● **WHAT YOU WILL DO**:
(1) Name every supply-chain problem that the article on blockchain in supply-chain tracking says blockchain can address.
(2) In the article on blockchain in supply-chain tracking, which company did Angel Versetti co-found and lead as CEO?
(3) Extend the article on blockchain in supply-chain tracking by writing the paragraphs that follow its final sentence.

● **PAGE EXCERPT**:
———

Last Updated March 4, 2021 2:30 PM
Conor Maloney
Last Updated March 4, 2021 2:30 PM

As blockchain innovation continues to disrupt industries like shipping and supply chain tracking, with many ports and port operators around the world adopting the emerging technology, including the largest port operator in the UK.

CCN.com spoke with Angel Versetti, CEO and co-founder of Ambrosus , to learn more about blockchain in supply-chain tracking.

Versetti’s background is with the UN, working from the age of 19 as a Research Assistant for the Weapons of Mass Destruction Programme at the UN where he was the youngest UN project leader and published author. He founded a VC advisory firm that invested in cryptocurrency and then went on to work at the UN Trade & Investment Division and the UN Department of Technology & Industry. Now Ambrosus has been recognized as a partner to the United Nation’s One Planet Network.

Describing the applications of distributed ledger and blockchain tech to this industry, Versetti stated:

Blockchain can protect the integrity and verifiability of sensor data, while smart contracts can enable the automatic governance of food supply chains and manage commercial relationships between the different actors within them. Consumers are in the dark about what they actually eat; farmers are forced to adopt the cheapest agricultural techniques, ones that often pose health risks, and are then squeezed out of profits. Large manufacturers of food or pharma products are primarily concerned with maintaining market share and are concerned with food and pharma safety only to the extent that it protects them from legal liabilities.

He also cited the scandals in mislabelling, fraud, contamination, and unclear origins in the supply-chain industry as pain points which can be addressed by blockchain.

———

Saved entries
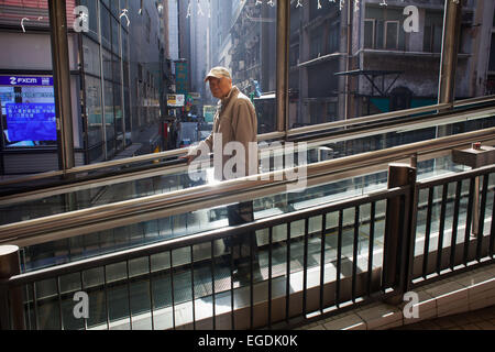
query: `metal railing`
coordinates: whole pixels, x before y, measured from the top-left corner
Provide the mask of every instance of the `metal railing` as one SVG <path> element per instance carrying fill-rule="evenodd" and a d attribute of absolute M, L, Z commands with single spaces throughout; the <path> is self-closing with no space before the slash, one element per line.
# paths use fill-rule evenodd
<path fill-rule="evenodd" d="M 459 109 L 459 108 L 465 108 L 465 107 L 476 108 L 476 106 L 491 105 L 493 102 L 495 102 L 495 96 L 460 100 L 460 101 L 455 101 L 453 105 L 448 105 L 448 103 L 432 105 L 432 106 L 427 106 L 427 107 L 381 113 L 381 114 L 363 117 L 363 118 L 358 118 L 358 119 L 336 121 L 336 122 L 329 122 L 329 123 L 305 127 L 305 128 L 299 128 L 299 129 L 293 129 L 293 130 L 289 130 L 287 133 L 285 133 L 285 132 L 266 133 L 266 134 L 258 135 L 257 141 L 264 142 L 264 141 L 271 141 L 271 140 L 284 140 L 286 138 L 296 139 L 296 138 L 304 136 L 305 134 L 311 133 L 311 132 L 322 133 L 324 131 L 330 131 L 330 130 L 334 130 L 338 128 L 349 129 L 353 125 L 373 123 L 373 122 L 383 123 L 383 122 L 391 121 L 391 123 L 392 123 L 393 120 L 395 120 L 399 117 L 408 117 L 408 116 L 428 113 L 428 112 L 435 112 L 433 113 L 433 117 L 435 117 L 437 114 L 437 112 L 440 110 L 442 112 L 447 112 L 447 111 L 453 112 L 453 111 L 455 111 L 455 109 Z M 349 138 L 349 136 L 346 136 L 346 138 Z M 180 148 L 180 150 L 166 151 L 166 152 L 156 153 L 156 154 L 147 154 L 147 155 L 141 155 L 141 156 L 133 156 L 133 157 L 129 157 L 129 158 L 109 161 L 109 162 L 103 162 L 103 163 L 98 163 L 98 164 L 92 164 L 92 165 L 77 166 L 72 169 L 66 169 L 66 170 L 54 170 L 54 172 L 47 172 L 47 173 L 42 173 L 42 174 L 36 174 L 36 175 L 30 175 L 30 176 L 25 176 L 25 177 L 6 179 L 6 180 L 0 180 L 0 188 L 11 187 L 12 185 L 15 185 L 15 184 L 40 182 L 43 179 L 51 179 L 51 178 L 55 178 L 55 177 L 63 177 L 63 176 L 70 177 L 70 176 L 75 176 L 78 174 L 86 175 L 88 173 L 95 173 L 98 170 L 105 172 L 106 169 L 114 168 L 114 167 L 127 168 L 127 167 L 131 167 L 133 165 L 143 165 L 143 163 L 152 164 L 153 162 L 157 162 L 157 161 L 162 161 L 162 160 L 169 160 L 169 158 L 175 158 L 178 156 L 184 156 L 187 154 L 187 152 L 188 152 L 187 148 Z"/>
<path fill-rule="evenodd" d="M 414 168 L 391 165 L 389 189 L 373 195 L 15 275 L 1 283 L 2 328 L 278 328 L 400 296 L 473 264 L 493 263 L 494 176 L 491 165 L 417 183 Z M 472 235 L 476 178 L 482 187 L 477 232 Z M 463 183 L 469 183 L 466 189 Z M 454 193 L 449 185 L 455 185 Z M 435 187 L 442 189 L 441 197 L 435 197 Z M 440 207 L 438 219 L 432 218 L 433 207 Z M 424 235 L 420 213 L 426 213 Z M 450 217 L 452 234 L 444 245 Z M 462 226 L 463 238 L 455 232 Z M 267 232 L 267 243 L 256 243 L 260 231 Z M 430 245 L 433 232 L 437 248 Z M 250 237 L 243 283 L 234 278 L 230 250 L 218 250 L 235 235 Z M 197 254 L 198 246 L 204 246 L 202 254 Z M 89 318 L 77 320 L 73 297 L 81 290 L 94 306 Z"/>
<path fill-rule="evenodd" d="M 452 147 L 469 146 L 473 141 L 493 141 L 494 135 L 495 128 L 492 128 L 307 165 L 308 186 L 321 177 L 331 177 L 343 172 L 374 167 L 431 152 L 450 151 Z M 82 234 L 88 229 L 102 231 L 164 216 L 191 212 L 219 204 L 234 202 L 246 197 L 252 199 L 253 191 L 258 195 L 286 189 L 287 185 L 295 183 L 294 179 L 286 177 L 288 174 L 286 170 L 277 170 L 257 175 L 255 178 L 239 178 L 219 185 L 205 185 L 0 226 L 0 243 L 28 245 L 33 244 L 35 238 L 38 239 L 37 243 L 41 243 L 48 239 Z"/>

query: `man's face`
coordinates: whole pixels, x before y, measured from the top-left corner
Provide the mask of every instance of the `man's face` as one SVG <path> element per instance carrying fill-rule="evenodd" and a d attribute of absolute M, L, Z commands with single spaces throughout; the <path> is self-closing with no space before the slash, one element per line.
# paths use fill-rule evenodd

———

● **ANSWER SET**:
(1) Mislabelling, fraud, contamination, and unclear origins.

(2) Ambrosus.

(3)
Supply chain networks are prone to risks of non-payment and malpractice, and are dominated by a small, collusive group of intermediaries who pay minimal prices to suppliers and charge a significant premium to end clients. Ambrosus’ technology and its implementation can help to combat these numerous issues.

Versetti told CCN.com that the aim of Ambrosus was to utilize sensors and IoT to contribute to the blockchain-based data revolution, and stated that the company is setting its sights on alleviating poverty, spurring economic growth, and facilitating integration of trade and finances. He added that the company’s primary focus was improving supply-chains for life-essential products like food and medicine, utilizing a system of interconnected quality assurance sensors that record the history of food, for example, including its origin, storage temperatures, and transport vehicles.

With IBM, the world’s largest shipping company, rolling out blockchain integration to improve supply chain tracking, the use case for the technology in the industry is clear. Indeed, the World Economic Forum has stated that blockchain technology could generate $1.1 trillion in global trade overall.